TASK GOAL |
Find the line that contains "Task: place one pin on each instance of the crowd" in the entries below. Output it and each later line exactly, and nothing else.

Dataset records:
***

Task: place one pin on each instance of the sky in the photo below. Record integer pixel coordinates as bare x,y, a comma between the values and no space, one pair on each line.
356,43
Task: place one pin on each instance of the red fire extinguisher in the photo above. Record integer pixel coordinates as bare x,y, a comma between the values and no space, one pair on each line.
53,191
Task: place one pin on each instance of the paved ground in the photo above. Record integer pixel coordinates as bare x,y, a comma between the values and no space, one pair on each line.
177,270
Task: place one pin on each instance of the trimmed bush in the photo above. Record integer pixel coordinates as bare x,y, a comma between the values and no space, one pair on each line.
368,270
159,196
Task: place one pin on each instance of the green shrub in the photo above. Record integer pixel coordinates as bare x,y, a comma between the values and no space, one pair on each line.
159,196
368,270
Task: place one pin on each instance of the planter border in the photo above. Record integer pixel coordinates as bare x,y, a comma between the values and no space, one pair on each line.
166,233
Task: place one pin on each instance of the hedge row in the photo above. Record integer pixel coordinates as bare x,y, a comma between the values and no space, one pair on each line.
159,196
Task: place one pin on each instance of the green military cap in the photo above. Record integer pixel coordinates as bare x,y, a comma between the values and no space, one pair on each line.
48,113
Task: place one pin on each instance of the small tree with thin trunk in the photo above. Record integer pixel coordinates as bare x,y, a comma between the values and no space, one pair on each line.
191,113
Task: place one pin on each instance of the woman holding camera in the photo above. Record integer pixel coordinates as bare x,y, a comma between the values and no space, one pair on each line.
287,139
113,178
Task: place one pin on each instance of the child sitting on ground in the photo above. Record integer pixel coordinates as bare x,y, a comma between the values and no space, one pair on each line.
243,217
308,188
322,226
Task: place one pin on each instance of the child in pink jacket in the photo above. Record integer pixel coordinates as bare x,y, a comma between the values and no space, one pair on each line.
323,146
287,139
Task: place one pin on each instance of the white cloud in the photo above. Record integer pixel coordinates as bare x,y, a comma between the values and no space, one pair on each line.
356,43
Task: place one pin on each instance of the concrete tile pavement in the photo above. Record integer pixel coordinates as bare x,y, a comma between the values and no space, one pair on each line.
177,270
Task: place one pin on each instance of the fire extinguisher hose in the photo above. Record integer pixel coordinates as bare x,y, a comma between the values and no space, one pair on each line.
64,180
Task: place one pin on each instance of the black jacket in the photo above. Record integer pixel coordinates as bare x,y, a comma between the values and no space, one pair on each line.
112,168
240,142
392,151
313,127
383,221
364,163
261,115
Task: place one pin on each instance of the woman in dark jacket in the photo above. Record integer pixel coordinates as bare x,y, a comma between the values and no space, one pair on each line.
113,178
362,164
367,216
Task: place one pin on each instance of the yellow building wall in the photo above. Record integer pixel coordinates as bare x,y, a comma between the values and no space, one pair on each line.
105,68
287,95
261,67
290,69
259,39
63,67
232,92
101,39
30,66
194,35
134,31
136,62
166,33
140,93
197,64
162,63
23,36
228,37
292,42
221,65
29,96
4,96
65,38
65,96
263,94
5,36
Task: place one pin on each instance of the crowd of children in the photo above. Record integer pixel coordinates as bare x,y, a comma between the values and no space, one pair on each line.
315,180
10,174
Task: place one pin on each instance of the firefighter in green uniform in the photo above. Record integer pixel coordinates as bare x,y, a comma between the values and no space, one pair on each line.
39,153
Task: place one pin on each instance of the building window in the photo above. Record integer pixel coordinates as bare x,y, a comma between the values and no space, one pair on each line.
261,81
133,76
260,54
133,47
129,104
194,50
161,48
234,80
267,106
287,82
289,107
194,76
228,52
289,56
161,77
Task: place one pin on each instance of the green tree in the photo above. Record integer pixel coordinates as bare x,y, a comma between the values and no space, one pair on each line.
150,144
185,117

***

RESULT OF THIS TASK |
Task: place one pin on each instance of the crowd of children in the photo above. Record integer pixel coordinates as bare x,y, a comma between the values and no space, one pair on each line.
315,180
10,174
Task: place one pin on each instance of the firefighter in green uniform in the photo above. Record integer pixel coordinates as bare x,y, a comma between the values and no space, one pair on each line.
39,153
Task: place one pin on each instance of the building window in the photo above. Record integer pixel coordinates as bare x,y, a comma between the values and no space, one pair on each line.
261,81
133,76
260,54
133,47
129,104
194,50
161,48
234,80
267,106
287,82
289,107
194,76
228,52
289,56
161,77
Task: place one pin on each instance of the green tree in the photo above. Record integer pixel coordinates as bare x,y, a comma between the values and no space, one pair on each line.
150,144
185,117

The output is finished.